### AUFGABE 1
Stimmen die folgenden Aussagen mit dem Bericht über die Tumordiagnose überein? Antworte zu jeder mit Ja oder Nein und zitiere wörtlich die Worte des Berichts, die den Ausschlag geben: (a) Der Tumor wächst sehr langsam. (b) Eine Chemotherapie ist beim Tumor möglich. (c) Nach drei Wochen ist die schreibende Person wieder im Büro.
### AUFGABE 2
Fahre mit dem Bericht über die Tumordiagnose nach seinem letzten Satz fort.

Dritter Akt: Der Täter wird gejagt… die Universitätsklinik wird zu einem zweiten Zuhause – während ich normal weiter arbeite. Knochenmarkpunktion, Ganzkörper-CT … Es gibt einen ganzen Zoo von verschiedensten Lymphomen – die Analyse ist kompliziert. Aber schließlich wird das Urteil präzisiert: sehr langsam wachsender Non-Hodgkin-Tumor – begrenzt auf die eine Lymphdrüse mit großflächiger Infiltration in Unter- und Oberkiefer links – große Gefahr – aber keine große Eile angesagt.

Vierter Akt: Ich verstehe langsam, dass sich da ein Fremdling eingenistet hat, der in aller Seelenruhe begonnen hat von einem Punkt im Organismus aus meinen Körper zu zerstören und sich sehr viel Zeit dazu läßt, weil er sich seiner Sache sicher sein kann. Dieser Fremdling hat dabei so gut wie keinen Stoffwechsel, das ist seine Tarnung – und sein Schutz, denn dadurch ist eine Chemotherapie unmöglich. Er würde das „Gift“ nicht fressen, das man ihm vorsetzt. Ein kleiner Vorteil für mich: die Experten haben Zeit, eine Strategie zu planen – und ich lasse mir erst einmal eine neue Hüfte einpflanzen. Nach drei Wochen sitze ich wieder im Büro – in der Reha habe ich eine neue schmerzfreie Beweglichkeit gewonnen, ein neues Körpergefühl, das sich als sehr gute Ausrüstung bei der folgenden Schlacht gegen den Tumor erweisen sollte.

(Zeilen des Datensatzes)

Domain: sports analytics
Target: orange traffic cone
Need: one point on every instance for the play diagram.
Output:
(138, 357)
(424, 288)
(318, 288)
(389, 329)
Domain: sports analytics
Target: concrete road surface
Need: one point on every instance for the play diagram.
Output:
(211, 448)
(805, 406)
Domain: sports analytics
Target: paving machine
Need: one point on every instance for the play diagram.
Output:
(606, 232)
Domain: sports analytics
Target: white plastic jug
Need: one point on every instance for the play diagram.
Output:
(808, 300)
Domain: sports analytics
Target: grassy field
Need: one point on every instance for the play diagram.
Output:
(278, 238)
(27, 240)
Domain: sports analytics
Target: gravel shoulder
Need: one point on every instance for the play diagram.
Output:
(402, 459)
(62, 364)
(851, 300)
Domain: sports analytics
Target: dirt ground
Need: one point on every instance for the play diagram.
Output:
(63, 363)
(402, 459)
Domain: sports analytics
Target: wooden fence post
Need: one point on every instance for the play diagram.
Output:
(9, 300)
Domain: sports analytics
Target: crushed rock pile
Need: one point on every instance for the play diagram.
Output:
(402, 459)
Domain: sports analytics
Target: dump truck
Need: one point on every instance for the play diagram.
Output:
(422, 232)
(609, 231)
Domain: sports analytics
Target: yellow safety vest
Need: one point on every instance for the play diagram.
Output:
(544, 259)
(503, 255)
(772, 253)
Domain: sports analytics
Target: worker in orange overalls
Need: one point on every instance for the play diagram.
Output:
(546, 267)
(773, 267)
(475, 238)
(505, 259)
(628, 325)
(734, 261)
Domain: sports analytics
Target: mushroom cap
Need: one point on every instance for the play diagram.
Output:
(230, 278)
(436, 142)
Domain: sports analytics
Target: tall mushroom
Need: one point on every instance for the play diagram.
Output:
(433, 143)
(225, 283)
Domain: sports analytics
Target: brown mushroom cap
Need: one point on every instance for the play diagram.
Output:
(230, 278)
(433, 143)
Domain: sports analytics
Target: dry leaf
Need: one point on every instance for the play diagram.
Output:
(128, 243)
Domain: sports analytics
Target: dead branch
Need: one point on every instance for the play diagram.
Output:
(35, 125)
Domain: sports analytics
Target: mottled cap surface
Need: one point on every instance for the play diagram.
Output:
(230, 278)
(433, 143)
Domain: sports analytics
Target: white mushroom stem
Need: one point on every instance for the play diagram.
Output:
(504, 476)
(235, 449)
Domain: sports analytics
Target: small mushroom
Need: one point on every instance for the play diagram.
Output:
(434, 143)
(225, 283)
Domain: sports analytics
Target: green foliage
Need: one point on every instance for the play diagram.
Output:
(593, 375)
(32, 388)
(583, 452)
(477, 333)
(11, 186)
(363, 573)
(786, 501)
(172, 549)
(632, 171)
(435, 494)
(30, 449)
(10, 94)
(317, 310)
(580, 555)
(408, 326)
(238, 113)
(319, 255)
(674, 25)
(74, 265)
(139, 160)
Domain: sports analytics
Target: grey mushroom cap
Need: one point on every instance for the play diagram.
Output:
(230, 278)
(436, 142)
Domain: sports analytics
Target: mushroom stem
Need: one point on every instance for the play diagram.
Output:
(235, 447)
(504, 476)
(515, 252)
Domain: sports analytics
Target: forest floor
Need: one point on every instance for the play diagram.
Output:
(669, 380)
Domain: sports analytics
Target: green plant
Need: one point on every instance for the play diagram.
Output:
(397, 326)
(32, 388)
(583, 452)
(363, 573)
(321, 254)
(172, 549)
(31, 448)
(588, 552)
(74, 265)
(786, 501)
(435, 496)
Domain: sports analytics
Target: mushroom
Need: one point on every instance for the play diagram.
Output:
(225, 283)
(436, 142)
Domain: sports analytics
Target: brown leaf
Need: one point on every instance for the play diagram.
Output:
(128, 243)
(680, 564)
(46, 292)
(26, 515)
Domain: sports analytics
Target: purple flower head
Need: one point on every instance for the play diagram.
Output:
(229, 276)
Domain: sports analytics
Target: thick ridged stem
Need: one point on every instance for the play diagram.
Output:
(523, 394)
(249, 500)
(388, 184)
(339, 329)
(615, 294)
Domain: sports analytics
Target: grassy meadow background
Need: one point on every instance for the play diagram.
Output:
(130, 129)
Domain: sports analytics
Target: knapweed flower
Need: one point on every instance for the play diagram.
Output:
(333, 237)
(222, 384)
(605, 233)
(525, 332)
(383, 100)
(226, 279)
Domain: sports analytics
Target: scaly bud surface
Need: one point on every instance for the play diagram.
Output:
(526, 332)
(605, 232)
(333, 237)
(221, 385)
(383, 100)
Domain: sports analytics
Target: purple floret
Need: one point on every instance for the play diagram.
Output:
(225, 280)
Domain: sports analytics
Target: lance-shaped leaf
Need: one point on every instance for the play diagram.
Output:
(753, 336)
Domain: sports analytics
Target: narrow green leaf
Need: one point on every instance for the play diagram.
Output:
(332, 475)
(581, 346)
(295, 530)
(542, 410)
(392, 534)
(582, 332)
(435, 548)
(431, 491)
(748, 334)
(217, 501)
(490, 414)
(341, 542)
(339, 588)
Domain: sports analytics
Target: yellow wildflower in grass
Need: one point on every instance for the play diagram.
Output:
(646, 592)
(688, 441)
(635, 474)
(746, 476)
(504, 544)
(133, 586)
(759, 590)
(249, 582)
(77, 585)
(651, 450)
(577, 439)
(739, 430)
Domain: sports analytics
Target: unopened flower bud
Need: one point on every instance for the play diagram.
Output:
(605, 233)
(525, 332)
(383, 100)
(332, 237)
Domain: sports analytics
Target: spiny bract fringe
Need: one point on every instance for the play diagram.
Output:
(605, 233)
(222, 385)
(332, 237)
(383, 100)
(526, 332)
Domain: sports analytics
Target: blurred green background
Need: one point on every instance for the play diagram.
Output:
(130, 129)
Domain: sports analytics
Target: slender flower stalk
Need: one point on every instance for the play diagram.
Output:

### LÖSUNG 1
(a) Ja: „sehr langsam wachsender Non-Hodgkin-Tumor“
(b) Nein: „dadurch ist eine Chemotherapie unmöglich“
(c) Ja: „Nach drei Wochen sitze ich wieder im Büro“

### LÖSUNG 2
Fünfter Akt: Die Experten in der Strahlenklinik Erlangen haben einen Schlachtplan gemacht und „strahlen“ große Zuversicht aus, dass sie und ich gemeinsam diese Schlacht gewinnen werden. Inzwischen kenne ich fünf der sieben Kliniken in der UKE von innen … Und es muss jetzt losgehen: immerhin könnte der Tumor jederzeit seine Strategie ändern und sehr schnell sich über die Lymphbahnen in jeden Winkel des Körpers ausbreiten. Jetzt ist das Schlachtfeld noch auf die untere Hälfte meines linken Gesichts-Schädels begrenzt – auch keine Kleinigkeit. Man muss jetzt mit sehr hoher Strahlendosis das befallene Gewebe vollständig treffen. Ganz dicht neben Auge und Gehirn. Der Verbündete der Experten in der Strahlenklinik ist ein erst seit zwei Jahren existierendes Bestrahlungs-System… eines der ersten in Deutschland. Dabei werden die 3D-Daten aus der CT optimal benutzt, um den Tumor sehr exakt zu treffen, ohne das umliegende Gewebe zu stark zu schädigen. Als Physiker konnte ich in vollem Umfang verstehen, was da mit mir passierte. Ich arbeite durchgehend ganz normal weiter und fahre täglich die 45 km zur Strahlenklinik selbst. Nachträglich stellte ich fest, dass dies eine sehr gute Entscheidung war, weil ich mich selbst dabei als aktiven Teil in dieser „Schlacht“ wahrgenommen habe – und nicht als „Opfer“ dieser Schlacht. Das Opfer sollte dieser Fremdling in mir werden.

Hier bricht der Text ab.